Koalisi Politik

Dalam gelaran pemilihan kepala daerah (Pilkada), sering kali kita mendengar istilah koalisi politik. Di mana hal itu kadang menjadi syarat yang diwajibkan undang-undang. Seperti untuk bisa mengusung calon bupati dan wakil bupati, partai politik yang ada harus memenuhi syarat minimal 15 persen kursi atau suara di DPRD. Jika kurang dari 15 persen, maka partai politik itu harus melakukan koalisi.
Koalisi menurut Wikipedia adalah persekutuan, gabungan atau aliansi beberapa unsur, di mana dalam kerja samanya, masing-masing memiliki kepentingan sendiri-sendiri. Koalisi bisa juga merujuk pada sekelompok orang/warga negara yang bergabung karena tujuan yang sama. Koalisi dalam ekonomi merujuk pada sebuah gabungan dari perusahaan satu dengan lainnya yang menciptakan hubungan saling menguntungkan.
Dari kepentingan yang berbeda-beda di masing-masing elemen itu, selanjutnya disatukan dalam bentuk koalisi. Koalisi ini memang lebih banyak dalam bidang politik dan pemerintahan. Seperti contohnya dalam pemilihan presiden, pemilihan gubernur dan juga pemilihan bupati/walikota. Kebanyak partai-partai politik itu melakukan koalisi, yang tujuannya jelas untuk mencapai kemenangan.
Menjadi menarik, karena koalisi tidak selamanya mampu bertahan. Karena memang koalisi kadang hanya demi salah satu kepentingan dan satu tujuan saja. Ketika tujuan itu sudah tercapai, koalisi bisa bubar. Itu sering kali terjadi dalam dunia politik. Sehingga muncul istilah di dalam dunia politik, bahwa tidak ada kawan atau lawan abadi, yang abadi hanyalah kepentingan.
Koalisi yang sudah dibangun, bukan menjadi jaminan bahwa tujuan yang dicita-citakan itu akan terwujud semua. Karena koalisi yang terjadi pun bisa mendapat persaingan dari koalisi lain, yang juga bercita-cita untuk memenangkan koalisi yang dibangunnya pula. Dalam hal ini, siapa yang memiliki dukungan koalisi yang paling kuat, memiliki kans untuk memenangkan persiangan. Namun koalisi lain juga punya strategi, meski tahu akan kalah, namun bagaimana agar koalisi lainnya tidak bisa menikmati kemenangan yang ada di depan mata.
++++++++++++++++++++
- **Tugas Singkat**:
Tuliskan kembali bagian teks tentang koalisi politik di atas, mulai dari kata "Koalisi menurut Wikipedia" sampai dengan "hubungan saling menguntungkan.", tanpa mengubah apa pun.
++++++++++++++++++++
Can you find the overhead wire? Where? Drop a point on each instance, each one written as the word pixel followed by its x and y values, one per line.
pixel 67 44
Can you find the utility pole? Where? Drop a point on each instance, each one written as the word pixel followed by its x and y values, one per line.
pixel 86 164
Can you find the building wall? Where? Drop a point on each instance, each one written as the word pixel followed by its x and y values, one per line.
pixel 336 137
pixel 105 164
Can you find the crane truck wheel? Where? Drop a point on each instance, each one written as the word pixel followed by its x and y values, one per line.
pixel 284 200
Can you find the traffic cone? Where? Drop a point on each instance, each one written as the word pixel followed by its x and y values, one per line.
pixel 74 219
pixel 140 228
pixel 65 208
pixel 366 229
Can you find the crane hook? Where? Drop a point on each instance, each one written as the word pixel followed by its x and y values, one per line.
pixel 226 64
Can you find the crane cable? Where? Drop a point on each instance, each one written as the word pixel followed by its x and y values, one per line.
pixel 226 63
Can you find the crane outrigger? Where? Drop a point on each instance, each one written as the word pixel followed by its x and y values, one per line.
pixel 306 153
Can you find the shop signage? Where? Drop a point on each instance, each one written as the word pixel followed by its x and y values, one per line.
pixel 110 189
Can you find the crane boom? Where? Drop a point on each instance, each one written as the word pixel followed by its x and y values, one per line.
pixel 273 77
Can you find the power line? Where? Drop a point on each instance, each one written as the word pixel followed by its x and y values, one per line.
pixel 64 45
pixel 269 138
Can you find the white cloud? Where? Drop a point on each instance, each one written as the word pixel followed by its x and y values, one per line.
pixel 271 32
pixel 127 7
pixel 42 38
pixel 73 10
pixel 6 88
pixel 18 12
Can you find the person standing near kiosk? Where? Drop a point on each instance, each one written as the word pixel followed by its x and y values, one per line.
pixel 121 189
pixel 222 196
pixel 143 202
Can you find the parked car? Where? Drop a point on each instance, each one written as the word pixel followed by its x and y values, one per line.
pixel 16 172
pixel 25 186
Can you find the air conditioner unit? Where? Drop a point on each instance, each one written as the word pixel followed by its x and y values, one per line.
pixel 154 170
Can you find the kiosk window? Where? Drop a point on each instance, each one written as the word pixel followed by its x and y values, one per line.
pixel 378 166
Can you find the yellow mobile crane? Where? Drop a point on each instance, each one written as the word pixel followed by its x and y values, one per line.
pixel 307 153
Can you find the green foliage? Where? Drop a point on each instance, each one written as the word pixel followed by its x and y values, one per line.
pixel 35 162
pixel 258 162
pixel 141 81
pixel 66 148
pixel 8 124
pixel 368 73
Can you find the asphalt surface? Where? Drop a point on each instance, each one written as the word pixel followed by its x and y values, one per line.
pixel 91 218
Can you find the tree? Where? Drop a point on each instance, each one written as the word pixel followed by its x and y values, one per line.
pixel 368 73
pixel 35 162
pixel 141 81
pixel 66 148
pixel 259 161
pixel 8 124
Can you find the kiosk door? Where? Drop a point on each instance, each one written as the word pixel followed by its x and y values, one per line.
++++++++++++++++++++
- **Jawaban Benar**:
Koalisi menurut Wikipedia adalah persekutuan, gabungan atau aliansi beberapa unsur, di mana dalam kerja samanya, masing-masing memiliki kepentingan sendiri-sendiri. Koalisi bisa juga merujuk pada sekelompok orang/warga negara yang bergabung karena tujuan yang sama. Koalisi dalam ekonomi merujuk pada sebuah gabungan dari perusahaan satu dengan lainnya yang menciptakan hubungan saling menguntungkan.